FRAGMENT DOKUMENTU
Via Appia - Forum

Pełna wersja: Odbicie
Aktualnie przeglądasz uproszczoną wersję forum. Kliknij tutaj, by zobaczyć wersję z pełnym formatowaniem.
biała flaga twarzy
patrzy na siebie
z lustrzanej otchłani

zatroskana otwiera usta
dziurę po kulach oddechu
ale już o nic nie pyta

rozumie swój los
jak nigdy
Świetne metafory.
Cytat:biała flaga twarzy
Cytat:dziurę po kulach oddechu
..gdzie przy okazji flaga i kule naprowadzają na skojarzenia i nastrój bliskie grobowej deski.
Wybrzydzę zaś odnośnie:
Cytat:z lustrzanej otchłani

Na koniec wspomnę o mieszanym odczuciu nt długości wiersza i jego tytułu. Krótki jest nie bez kozery - starczy spojrzeć na ostatni akapit (tłumaczy objętość); ta krótkość zatem mu pasuje poniekąd. Inna sprawa, że nie tyle nie lubię krótkich wierszy i oskarżam je o bycie efektem troszkę lenistwa jednak, co raczej (o wiele bardziej) uczulony jestem na okoliczność, kiedy widzę, że ktoś pisze TYLKO tak krótkie formy. Można się sprzeczać - że to kwestia stylu, upodobań, pojmowania potrzeb wiersza wedle danej tematyki; nie wiem co jeszcze. Jasne, że można, nie wetuje, wręcz odwrotnie - rozumiem w zupełności. U mnie to jednak jest w odruchu, jest to odczucie właśnie, taki spontaniczny odzew, że tak powiem, samej duszy/wrażliwosci we mnie zamkniętej;] Coś mi intuicyjnie po prostu podpowiada, że ta oszczędność słowa wynikać może z tego, iż ktoś dotarł do swych granic; a jako że pokazują się one wąskie, nie jest to świadectwem godnej pochwał cechy, sami przyznacie;p

Ech, powiecie: wieczny malkontent, nie? Hmmm.. szczerzę zapewniam: nie w tym rzecz. Wiesz już, wojbik, z pewnością, że ja się zawsze doszukuję sensu/zamiaru autora. Nie kupuję poezji pisanej dla samej (często wątpliwej) poetyckości, która ma być potem dowolnie interpretowana (może być, owszem, bo zawsze tak będzie, że nie każdy ją własciwie pojmie; ale docelowo ma/powinna mieć jakiś jeden i tylko jeden przekaz - o jakimś tam spektrum, ale koniecznie wyraźnie ograniczonym). Pisząc krótko (krótkie formy), nieczęsto da się zawrzeć takie "konkrety", których bym się jednak domagał. Czasem wychodzi to aż zbyt oględnie, zbyt panoramicznie, a jedynie NIBY TO uniwersalnie własnie, bo rzekomo skrojone "na każdego" - i każdy z tego wyjmie cos dla siebie. Dla mnie to zazwyczaj bezczelna bzdura i fałsz; takie przystrajanie w piórka niewyklutego jeszcze jajka i to takiego z podejrzeniem zbuka. Nie mówię jeszcze, że tu, czy też w ogóle W TWOJEJ TWÓRCZOŚCI dostrzegam takie coś - nie. Ale bliżej mi do takiego podejrzenia będzie zawsze w przypadku form nader zwięzłych, aniżeli takich szczegółowiej rozwiniętych.

ZADANIE A
Wypisz dosłownie część tekstu o odbiciu, która zaczyna się od słów „rozumie swój los”; zakończ po słowach „bliskie grobowej deski.”.

WYKAZ ŹRÓDŁOWY
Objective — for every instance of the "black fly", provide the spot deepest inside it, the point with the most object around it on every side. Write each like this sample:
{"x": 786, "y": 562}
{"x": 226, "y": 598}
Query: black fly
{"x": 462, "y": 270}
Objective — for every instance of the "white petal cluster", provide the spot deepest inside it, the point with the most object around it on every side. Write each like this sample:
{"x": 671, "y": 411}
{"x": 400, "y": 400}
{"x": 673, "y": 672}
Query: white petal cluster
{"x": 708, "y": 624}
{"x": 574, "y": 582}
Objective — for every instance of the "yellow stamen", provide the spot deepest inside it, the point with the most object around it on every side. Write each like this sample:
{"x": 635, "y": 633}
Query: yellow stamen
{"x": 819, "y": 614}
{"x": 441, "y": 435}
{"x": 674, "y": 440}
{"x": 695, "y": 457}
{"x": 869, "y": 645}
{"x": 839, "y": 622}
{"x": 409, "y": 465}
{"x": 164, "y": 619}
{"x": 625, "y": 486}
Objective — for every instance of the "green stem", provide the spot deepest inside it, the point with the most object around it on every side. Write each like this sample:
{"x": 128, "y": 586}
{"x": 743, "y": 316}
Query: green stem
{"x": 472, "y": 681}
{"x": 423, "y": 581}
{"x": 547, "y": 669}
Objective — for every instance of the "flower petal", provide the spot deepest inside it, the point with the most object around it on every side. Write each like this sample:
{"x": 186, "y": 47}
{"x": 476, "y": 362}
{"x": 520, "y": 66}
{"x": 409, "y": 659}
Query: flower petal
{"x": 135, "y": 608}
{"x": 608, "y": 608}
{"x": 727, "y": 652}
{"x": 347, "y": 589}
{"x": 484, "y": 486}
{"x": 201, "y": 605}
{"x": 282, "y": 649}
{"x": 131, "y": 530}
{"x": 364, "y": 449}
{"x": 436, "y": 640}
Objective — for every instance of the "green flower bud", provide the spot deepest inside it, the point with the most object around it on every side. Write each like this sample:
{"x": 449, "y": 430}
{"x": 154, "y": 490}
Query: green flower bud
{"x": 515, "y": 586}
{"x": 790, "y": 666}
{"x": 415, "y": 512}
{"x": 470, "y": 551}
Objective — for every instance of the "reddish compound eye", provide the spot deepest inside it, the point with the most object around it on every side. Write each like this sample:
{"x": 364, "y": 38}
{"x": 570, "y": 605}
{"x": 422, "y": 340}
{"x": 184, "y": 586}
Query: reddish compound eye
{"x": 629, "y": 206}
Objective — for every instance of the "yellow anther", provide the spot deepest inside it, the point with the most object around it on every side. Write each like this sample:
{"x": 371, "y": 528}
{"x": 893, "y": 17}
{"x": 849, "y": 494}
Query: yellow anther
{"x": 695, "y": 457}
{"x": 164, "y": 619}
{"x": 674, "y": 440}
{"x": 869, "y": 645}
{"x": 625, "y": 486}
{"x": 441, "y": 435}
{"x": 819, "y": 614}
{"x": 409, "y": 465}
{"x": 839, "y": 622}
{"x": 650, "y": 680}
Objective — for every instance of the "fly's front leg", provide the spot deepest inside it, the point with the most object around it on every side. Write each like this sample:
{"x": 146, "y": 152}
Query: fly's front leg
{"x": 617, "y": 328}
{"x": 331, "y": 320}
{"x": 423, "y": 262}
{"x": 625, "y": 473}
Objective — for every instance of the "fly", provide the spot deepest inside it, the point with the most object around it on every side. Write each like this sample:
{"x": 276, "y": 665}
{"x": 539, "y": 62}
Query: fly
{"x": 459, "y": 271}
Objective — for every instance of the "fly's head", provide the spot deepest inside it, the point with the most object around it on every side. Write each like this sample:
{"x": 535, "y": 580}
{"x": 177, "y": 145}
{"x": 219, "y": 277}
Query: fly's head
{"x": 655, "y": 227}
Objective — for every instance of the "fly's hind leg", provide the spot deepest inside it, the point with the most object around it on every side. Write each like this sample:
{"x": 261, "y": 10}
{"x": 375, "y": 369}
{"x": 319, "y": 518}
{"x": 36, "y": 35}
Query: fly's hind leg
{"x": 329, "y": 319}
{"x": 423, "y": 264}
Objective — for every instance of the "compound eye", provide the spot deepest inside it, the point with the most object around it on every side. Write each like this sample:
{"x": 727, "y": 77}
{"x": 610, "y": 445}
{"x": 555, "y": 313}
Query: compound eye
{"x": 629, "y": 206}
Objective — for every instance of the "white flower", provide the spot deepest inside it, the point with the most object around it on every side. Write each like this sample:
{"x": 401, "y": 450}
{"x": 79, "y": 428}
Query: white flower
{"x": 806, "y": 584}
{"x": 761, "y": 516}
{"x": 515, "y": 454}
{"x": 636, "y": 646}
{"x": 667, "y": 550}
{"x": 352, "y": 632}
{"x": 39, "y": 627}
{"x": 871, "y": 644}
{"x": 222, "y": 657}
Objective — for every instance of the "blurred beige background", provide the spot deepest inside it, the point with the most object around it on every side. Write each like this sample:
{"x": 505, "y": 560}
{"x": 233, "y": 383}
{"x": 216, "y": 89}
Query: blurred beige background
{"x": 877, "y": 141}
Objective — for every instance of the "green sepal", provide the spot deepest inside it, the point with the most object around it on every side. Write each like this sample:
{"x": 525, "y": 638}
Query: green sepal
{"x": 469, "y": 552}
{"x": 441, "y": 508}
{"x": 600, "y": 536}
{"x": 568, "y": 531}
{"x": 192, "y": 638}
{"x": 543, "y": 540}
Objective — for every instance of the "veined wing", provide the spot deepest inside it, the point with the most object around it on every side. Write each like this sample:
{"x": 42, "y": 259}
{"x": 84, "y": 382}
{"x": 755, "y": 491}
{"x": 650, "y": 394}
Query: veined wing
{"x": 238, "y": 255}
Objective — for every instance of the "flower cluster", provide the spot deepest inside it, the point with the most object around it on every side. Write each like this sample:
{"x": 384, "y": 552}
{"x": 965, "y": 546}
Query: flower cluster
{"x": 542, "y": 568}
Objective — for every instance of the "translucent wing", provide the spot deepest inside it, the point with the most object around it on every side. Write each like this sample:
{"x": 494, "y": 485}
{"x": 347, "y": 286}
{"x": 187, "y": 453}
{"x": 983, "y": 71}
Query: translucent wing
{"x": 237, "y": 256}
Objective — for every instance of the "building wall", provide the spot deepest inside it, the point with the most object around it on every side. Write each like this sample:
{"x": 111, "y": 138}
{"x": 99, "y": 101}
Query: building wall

ZADANIE B
Wybierz z wykazu każdą linię zawierającą ciąg „wall” i przepisz ją bez zmian.

POPRAWNA ODPOWIEDŹ A
rozumie swój los
jak nigdy
Świetne metafory.
Cytat:biała flaga twarzy
Cytat:dziurę po kulach oddechu
..gdzie przy okazji flaga i kule naprowadzają na skojarzenia i nastrój bliskie grobowej deski.

POPRAWNA ODPOWIEDŹ B
Objective — for every instance of the "building wall", provide the spot deepest inside it, the point with the most object around it on every side. Write each like this sample:
Query: building wall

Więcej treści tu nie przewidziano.